== Provided records ==
● ● ● ● ● ● ●
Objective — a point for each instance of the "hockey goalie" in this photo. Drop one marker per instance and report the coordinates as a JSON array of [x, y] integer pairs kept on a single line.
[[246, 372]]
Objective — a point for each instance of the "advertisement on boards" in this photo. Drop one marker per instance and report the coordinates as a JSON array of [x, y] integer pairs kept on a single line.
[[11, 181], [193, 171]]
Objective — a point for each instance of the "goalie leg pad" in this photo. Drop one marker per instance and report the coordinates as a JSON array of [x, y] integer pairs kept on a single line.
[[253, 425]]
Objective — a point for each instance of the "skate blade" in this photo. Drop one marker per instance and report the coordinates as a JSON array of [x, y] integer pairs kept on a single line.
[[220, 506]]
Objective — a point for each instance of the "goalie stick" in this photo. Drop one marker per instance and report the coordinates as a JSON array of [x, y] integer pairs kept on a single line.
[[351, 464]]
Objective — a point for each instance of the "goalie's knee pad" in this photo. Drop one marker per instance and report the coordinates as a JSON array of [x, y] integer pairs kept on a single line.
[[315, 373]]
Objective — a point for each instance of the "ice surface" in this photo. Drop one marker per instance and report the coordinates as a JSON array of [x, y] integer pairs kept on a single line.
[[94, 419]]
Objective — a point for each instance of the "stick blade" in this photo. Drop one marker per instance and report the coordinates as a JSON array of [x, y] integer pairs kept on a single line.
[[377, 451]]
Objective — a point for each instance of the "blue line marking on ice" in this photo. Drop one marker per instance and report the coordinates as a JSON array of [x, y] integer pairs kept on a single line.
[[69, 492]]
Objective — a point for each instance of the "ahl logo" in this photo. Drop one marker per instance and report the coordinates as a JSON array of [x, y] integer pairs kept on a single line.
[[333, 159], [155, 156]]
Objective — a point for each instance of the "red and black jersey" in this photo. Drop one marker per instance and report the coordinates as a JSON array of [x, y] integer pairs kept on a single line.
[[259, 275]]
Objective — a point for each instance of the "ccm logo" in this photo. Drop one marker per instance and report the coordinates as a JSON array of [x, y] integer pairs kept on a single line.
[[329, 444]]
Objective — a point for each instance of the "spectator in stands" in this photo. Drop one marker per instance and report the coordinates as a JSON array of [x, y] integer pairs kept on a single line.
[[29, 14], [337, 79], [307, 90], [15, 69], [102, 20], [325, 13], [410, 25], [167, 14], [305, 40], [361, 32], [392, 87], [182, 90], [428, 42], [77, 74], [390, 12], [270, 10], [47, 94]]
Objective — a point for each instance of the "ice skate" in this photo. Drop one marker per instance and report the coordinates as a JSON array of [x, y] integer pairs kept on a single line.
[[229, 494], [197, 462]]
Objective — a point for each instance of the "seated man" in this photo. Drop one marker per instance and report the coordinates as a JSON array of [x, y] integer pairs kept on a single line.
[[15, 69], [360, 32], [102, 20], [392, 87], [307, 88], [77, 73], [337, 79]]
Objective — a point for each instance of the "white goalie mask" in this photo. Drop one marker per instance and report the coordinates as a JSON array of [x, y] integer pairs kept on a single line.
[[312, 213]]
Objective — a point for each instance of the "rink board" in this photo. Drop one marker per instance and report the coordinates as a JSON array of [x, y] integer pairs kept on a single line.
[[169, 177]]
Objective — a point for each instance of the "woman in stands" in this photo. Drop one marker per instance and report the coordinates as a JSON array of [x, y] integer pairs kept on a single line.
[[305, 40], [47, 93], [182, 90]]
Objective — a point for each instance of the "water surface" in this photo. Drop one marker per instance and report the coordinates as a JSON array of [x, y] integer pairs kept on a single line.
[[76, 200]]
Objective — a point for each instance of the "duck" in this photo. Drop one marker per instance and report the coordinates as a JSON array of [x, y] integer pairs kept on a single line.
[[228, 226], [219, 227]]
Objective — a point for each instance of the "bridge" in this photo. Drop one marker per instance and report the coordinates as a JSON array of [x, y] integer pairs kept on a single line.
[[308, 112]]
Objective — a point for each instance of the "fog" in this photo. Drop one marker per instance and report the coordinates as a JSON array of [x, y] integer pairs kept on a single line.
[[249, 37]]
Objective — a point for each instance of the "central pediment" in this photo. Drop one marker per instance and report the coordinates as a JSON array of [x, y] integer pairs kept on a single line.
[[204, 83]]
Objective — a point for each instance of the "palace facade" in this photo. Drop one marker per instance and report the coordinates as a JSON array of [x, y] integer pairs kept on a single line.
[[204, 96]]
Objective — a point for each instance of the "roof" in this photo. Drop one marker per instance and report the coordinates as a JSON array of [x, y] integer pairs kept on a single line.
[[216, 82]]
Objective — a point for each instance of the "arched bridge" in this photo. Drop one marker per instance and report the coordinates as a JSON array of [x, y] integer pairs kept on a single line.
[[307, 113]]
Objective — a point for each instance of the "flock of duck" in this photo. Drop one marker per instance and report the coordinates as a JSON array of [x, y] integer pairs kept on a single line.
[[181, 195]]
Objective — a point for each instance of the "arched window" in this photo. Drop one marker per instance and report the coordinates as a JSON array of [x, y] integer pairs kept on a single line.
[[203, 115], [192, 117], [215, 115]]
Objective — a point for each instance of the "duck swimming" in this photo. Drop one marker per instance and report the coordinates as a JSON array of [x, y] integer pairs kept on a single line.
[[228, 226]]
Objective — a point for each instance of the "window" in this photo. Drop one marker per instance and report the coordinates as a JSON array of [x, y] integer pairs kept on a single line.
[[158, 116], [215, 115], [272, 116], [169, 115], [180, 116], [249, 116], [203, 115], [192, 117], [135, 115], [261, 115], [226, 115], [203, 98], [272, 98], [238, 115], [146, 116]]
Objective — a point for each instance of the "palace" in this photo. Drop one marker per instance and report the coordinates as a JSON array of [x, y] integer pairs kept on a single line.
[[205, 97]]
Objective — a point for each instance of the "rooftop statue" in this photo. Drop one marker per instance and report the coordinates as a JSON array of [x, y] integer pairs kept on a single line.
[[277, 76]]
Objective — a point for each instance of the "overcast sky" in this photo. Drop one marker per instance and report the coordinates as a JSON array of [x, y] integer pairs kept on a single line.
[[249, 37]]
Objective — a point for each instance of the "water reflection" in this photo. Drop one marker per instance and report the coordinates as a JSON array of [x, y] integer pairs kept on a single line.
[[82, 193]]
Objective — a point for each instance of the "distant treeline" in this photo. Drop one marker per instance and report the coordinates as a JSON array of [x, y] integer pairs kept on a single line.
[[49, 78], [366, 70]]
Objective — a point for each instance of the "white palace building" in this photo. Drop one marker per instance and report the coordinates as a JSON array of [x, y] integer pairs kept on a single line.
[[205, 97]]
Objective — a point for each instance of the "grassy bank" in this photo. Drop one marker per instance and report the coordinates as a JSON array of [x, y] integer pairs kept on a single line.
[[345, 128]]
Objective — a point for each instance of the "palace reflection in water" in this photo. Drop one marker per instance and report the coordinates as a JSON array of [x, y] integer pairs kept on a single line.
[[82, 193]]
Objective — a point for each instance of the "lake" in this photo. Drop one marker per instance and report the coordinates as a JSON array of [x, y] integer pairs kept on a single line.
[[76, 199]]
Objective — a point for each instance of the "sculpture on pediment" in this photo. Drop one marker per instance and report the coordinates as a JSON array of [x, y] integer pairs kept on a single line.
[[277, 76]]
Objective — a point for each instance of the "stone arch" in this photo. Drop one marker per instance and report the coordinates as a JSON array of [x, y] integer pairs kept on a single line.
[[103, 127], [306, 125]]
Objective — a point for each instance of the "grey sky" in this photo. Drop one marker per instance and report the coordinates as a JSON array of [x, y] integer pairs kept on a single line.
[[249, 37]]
● ● ● ● ● ● ●
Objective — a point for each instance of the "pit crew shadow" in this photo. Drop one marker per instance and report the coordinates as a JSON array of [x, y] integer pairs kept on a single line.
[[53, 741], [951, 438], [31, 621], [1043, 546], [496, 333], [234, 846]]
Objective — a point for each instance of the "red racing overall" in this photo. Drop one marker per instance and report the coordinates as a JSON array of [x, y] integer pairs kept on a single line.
● ● ● ● ● ● ●
== Requirements ==
Select each line in the listing above that contains the string "surface", and copy those lines. Matching is case-sensitive.

== The answer ==
Objective — a point for each instance of the "ice surface" in this photo. Drop one marker per instance and report the coordinates as a JSON array of [x, y] integer pairs kept on a single line.
Objective — a point for each instance of the "water surface" in this photo. Drop one marker per instance and report the coordinates as a JSON array of [x, y] integer pairs kept on a single line.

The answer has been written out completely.